**Prompt**
Rewrite the lines below, changing every "rough mask" to "coarse mask" and keeping everything else the same. Leave the pictures out of your answer.

**Input data**
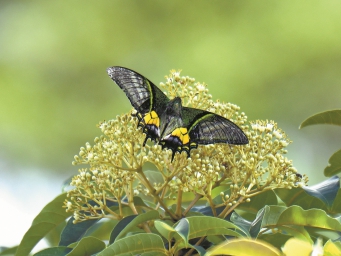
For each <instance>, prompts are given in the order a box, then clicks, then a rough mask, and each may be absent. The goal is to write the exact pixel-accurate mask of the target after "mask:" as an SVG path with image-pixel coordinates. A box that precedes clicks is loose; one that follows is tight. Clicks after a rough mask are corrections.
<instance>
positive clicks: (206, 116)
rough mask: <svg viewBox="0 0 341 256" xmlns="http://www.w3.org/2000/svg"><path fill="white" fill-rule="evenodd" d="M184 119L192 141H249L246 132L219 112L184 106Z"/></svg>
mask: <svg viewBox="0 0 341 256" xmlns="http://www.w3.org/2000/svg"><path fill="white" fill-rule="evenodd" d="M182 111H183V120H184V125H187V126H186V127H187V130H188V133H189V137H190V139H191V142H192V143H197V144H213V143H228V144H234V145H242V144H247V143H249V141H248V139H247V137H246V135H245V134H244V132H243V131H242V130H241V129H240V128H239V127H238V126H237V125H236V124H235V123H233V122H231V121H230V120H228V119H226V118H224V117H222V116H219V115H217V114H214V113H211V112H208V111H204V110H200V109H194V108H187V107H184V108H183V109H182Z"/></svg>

**Result for this task**
For each <instance>, prompts are given in the order a box, then clicks, then a coarse mask, and each may be absent. The goal is to write the exact pixel-accurate mask of the target after "mask:" as an SVG path with image-pixel coordinates. A box that precedes clicks is loose; one that follows is tight. Clicks after a coarse mask are corrections.
<instance>
positive clicks: (206, 116)
coarse mask: <svg viewBox="0 0 341 256" xmlns="http://www.w3.org/2000/svg"><path fill="white" fill-rule="evenodd" d="M184 119L192 141H249L246 132L219 112L184 106Z"/></svg>
mask: <svg viewBox="0 0 341 256" xmlns="http://www.w3.org/2000/svg"><path fill="white" fill-rule="evenodd" d="M182 111H183V120H184V125H187V126H186V127H187V130H188V133H189V137H190V139H191V142H192V143H197V144H213V143H228V144H234V145H242V144H247V143H249V141H248V139H247V137H246V135H245V134H244V132H243V131H242V130H241V129H240V128H239V127H238V126H237V125H236V124H235V123H233V122H231V121H230V120H228V119H226V118H224V117H222V116H219V115H217V114H214V113H211V112H208V111H204V110H200V109H194V108H187V107H184V108H183V109H182Z"/></svg>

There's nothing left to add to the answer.